[Start Information shown]
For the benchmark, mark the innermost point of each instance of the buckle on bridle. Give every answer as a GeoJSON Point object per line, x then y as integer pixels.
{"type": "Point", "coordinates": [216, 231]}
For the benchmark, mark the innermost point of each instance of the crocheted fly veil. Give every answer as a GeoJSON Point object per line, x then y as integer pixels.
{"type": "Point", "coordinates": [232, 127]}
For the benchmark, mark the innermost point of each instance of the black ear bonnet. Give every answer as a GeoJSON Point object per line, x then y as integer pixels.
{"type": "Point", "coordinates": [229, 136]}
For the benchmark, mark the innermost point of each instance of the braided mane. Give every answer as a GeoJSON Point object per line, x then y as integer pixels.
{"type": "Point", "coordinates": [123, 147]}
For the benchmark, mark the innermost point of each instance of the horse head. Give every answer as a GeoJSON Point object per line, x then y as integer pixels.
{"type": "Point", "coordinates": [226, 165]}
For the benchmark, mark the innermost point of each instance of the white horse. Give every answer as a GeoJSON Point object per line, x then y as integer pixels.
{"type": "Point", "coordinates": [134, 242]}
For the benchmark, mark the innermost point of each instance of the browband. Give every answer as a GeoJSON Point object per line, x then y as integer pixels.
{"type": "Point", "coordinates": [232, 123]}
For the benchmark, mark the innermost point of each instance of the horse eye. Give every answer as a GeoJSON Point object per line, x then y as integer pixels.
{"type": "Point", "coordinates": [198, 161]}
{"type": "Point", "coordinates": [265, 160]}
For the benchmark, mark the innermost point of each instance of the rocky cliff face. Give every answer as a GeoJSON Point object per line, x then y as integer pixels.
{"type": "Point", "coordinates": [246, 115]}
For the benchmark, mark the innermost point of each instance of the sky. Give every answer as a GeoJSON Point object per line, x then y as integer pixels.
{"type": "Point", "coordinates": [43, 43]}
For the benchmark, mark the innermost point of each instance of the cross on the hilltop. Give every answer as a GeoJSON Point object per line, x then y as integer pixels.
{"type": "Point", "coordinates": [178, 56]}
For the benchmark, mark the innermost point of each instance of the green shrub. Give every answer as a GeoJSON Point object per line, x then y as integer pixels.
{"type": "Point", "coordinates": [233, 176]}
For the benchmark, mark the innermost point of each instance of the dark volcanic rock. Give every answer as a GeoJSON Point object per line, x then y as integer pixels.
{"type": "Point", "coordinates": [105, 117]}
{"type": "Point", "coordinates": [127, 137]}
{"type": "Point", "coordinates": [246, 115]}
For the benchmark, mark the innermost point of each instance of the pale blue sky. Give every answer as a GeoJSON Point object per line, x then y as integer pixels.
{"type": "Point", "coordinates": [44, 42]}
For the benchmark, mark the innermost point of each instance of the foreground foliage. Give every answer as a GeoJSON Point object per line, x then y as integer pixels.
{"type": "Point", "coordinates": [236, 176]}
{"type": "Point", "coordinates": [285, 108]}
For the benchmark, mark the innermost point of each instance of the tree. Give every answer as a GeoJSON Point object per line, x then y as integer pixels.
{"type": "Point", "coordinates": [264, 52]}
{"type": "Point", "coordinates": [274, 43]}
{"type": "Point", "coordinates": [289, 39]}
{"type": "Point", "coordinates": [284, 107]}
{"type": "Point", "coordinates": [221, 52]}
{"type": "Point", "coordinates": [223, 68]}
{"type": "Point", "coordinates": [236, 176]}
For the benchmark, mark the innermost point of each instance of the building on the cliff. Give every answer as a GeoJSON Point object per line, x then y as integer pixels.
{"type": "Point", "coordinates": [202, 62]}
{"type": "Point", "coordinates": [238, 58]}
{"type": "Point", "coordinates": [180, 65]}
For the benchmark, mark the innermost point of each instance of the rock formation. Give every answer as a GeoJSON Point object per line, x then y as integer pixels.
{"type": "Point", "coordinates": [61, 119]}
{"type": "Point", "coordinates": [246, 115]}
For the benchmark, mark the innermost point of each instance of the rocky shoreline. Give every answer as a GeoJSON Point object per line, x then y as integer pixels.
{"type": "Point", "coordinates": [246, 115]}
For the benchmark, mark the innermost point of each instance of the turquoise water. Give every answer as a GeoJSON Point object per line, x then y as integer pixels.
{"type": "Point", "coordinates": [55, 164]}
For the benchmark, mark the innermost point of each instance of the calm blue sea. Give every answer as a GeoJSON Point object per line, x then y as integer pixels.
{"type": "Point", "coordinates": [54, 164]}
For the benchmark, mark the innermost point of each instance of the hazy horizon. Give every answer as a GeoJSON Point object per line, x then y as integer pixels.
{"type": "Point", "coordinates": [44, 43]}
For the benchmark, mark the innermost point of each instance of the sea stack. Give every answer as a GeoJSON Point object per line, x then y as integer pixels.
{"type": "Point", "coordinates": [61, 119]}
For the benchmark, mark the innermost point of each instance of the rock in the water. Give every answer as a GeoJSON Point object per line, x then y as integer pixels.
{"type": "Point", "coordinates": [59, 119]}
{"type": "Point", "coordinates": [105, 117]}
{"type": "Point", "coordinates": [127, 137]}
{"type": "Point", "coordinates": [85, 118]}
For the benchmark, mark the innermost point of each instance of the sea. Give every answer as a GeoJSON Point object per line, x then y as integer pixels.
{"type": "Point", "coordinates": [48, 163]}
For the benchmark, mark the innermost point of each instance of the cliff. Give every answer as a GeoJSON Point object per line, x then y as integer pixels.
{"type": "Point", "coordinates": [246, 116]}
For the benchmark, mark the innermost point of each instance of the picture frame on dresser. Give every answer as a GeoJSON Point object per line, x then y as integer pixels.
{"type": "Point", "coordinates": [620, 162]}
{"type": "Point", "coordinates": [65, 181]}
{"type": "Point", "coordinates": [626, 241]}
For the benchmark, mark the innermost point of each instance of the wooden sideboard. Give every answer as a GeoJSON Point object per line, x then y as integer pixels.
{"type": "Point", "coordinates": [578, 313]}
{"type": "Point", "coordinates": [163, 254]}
[End Information shown]
*To do*: Take the data above and return it exactly.

*Final result*:
For the benchmark, mark the innermost point of each instance of the buckle on bridle. Give every answer as a GeoJSON Point object per line, x then y as integer pixels.
{"type": "Point", "coordinates": [216, 231]}
For the benchmark, mark the innermost point of each instance of the crocheted fly veil. Give every answer as a GeoJSON Point object per line, x then y as integer pixels.
{"type": "Point", "coordinates": [232, 127]}
For the benchmark, mark the innermost point of each instance of the black ear bonnet. Give every answer as a GeoJSON Point object per line, x then y as integer pixels.
{"type": "Point", "coordinates": [229, 136]}
For the benchmark, mark the innermost point of each instance of the braided mane. Give every answer as a GeoJSON Point object per line, x then y as integer pixels.
{"type": "Point", "coordinates": [123, 147]}
For the benchmark, mark the innermost point of each instance of the horse head. Give every answer as a GeoJSON Point object per line, x then y as integer pixels.
{"type": "Point", "coordinates": [226, 165]}
For the benchmark, mark the innermost point of each instance of the white horse. Give every answer as a GeoJSON Point object per line, x then y as integer pixels.
{"type": "Point", "coordinates": [134, 242]}
For the benchmark, mark the innermost point of each instance of the browband. Give every answer as a GeoJSON Point object per line, x then y as integer pixels.
{"type": "Point", "coordinates": [232, 123]}
For the benchmark, mark the innermost point of each instance of the horse eye. Give every answer as a GeoJSON Point object per line, x then y as integer pixels.
{"type": "Point", "coordinates": [198, 161]}
{"type": "Point", "coordinates": [265, 160]}
For the benchmark, mark the innermost point of each instance of the rocky cliff face. Give every answer as a GeoJSON Point object per line, x then y as integer pixels.
{"type": "Point", "coordinates": [246, 115]}
For the benchmark, mark the innermost point of each instance of the sky. Give every answer as a GeoJSON Point object per line, x then y as integer pixels.
{"type": "Point", "coordinates": [43, 43]}
For the benchmark, mark the innermost point of each instance of the cross on the hilltop. Give every answer as a GeoJSON Point object per line, x then y as integer pixels.
{"type": "Point", "coordinates": [178, 56]}
For the benchmark, mark the innermost point of each instance of the green shrub. Give every answer as a GeoJSON Point object per line, x then y as integer pixels.
{"type": "Point", "coordinates": [233, 176]}
For the benchmark, mark the innermost point of each instance of the dark volcanic rock. Give every answer as a GeoJSON Point object per line, x then y as integer pixels.
{"type": "Point", "coordinates": [105, 117]}
{"type": "Point", "coordinates": [127, 137]}
{"type": "Point", "coordinates": [246, 115]}
For the benchmark, mark the innermost point of each instance of the pale blue sky. Give every answer as a GeoJSON Point object per line, x then y as integer pixels.
{"type": "Point", "coordinates": [44, 42]}
For the benchmark, mark the innermost point of each instance of the foreground foliage. Give every answer as a GeoJSON Point object per line, x then y as integer pixels.
{"type": "Point", "coordinates": [236, 176]}
{"type": "Point", "coordinates": [285, 108]}
For the benchmark, mark the innermost point of each instance of the tree. Give every answer as a GeoJSON Point object per line, x then y as integer pixels.
{"type": "Point", "coordinates": [264, 52]}
{"type": "Point", "coordinates": [274, 43]}
{"type": "Point", "coordinates": [289, 39]}
{"type": "Point", "coordinates": [284, 107]}
{"type": "Point", "coordinates": [221, 52]}
{"type": "Point", "coordinates": [223, 68]}
{"type": "Point", "coordinates": [236, 176]}
For the benchmark, mark the innermost point of each instance of the building on the cliff. Give every answer as a GeoJSON Point object per line, x then y as integer pixels.
{"type": "Point", "coordinates": [202, 62]}
{"type": "Point", "coordinates": [238, 58]}
{"type": "Point", "coordinates": [180, 65]}
For the benchmark, mark the innermost point of each instance of the rock formation. Give every answer as a GeoJSON Point object per line, x then y as integer pixels.
{"type": "Point", "coordinates": [61, 119]}
{"type": "Point", "coordinates": [246, 115]}
For the benchmark, mark the innermost point of each instance of the rocky shoreline. Give every answer as a GeoJSON Point object per line, x then y as integer pixels.
{"type": "Point", "coordinates": [246, 115]}
For the benchmark, mark the innermost point of each instance of the turquoise water. Give every answer as a GeoJSON Point object per line, x then y as integer pixels.
{"type": "Point", "coordinates": [55, 164]}
For the benchmark, mark the innermost point of each instance of the calm blue sea. Give every answer as a GeoJSON Point object per line, x then y as integer pixels.
{"type": "Point", "coordinates": [54, 164]}
For the benchmark, mark the innermost point of each instance of the hazy horizon. Give every answer as a GeoJSON Point object per line, x then y as integer pixels.
{"type": "Point", "coordinates": [44, 43]}
For the benchmark, mark the innermost point of each instance of the sea stack. Give every answer as a GeoJSON Point object per line, x then y as integer pixels.
{"type": "Point", "coordinates": [61, 119]}
For the benchmark, mark the innermost point of each instance of the rock in the water. Give every answer as a GeoJSON Point object per line, x then y as integer pixels.
{"type": "Point", "coordinates": [59, 119]}
{"type": "Point", "coordinates": [105, 117]}
{"type": "Point", "coordinates": [127, 137]}
{"type": "Point", "coordinates": [85, 118]}
For the benchmark, mark the innermost point of each instance of the sea. Give every answer as a GeoJSON Point object per line, x then y as integer pixels.
{"type": "Point", "coordinates": [48, 163]}
For the benchmark, mark the innermost point of each instance of the cliff. Give every answer as a GeoJSON Point object per line, x then y as integer pixels.
{"type": "Point", "coordinates": [246, 116]}
For the benchmark, mark the innermost point of each instance of the picture frame on dresser. Give every answer as a GeoJSON Point object per line, x then y as integer pixels.
{"type": "Point", "coordinates": [620, 162]}
{"type": "Point", "coordinates": [65, 181]}
{"type": "Point", "coordinates": [626, 241]}
For the benchmark, mark the innermost point of each instance of the wooden sideboard. Give every answer as a GeoJSON Point object per line, x then y as integer pixels.
{"type": "Point", "coordinates": [578, 313]}
{"type": "Point", "coordinates": [163, 254]}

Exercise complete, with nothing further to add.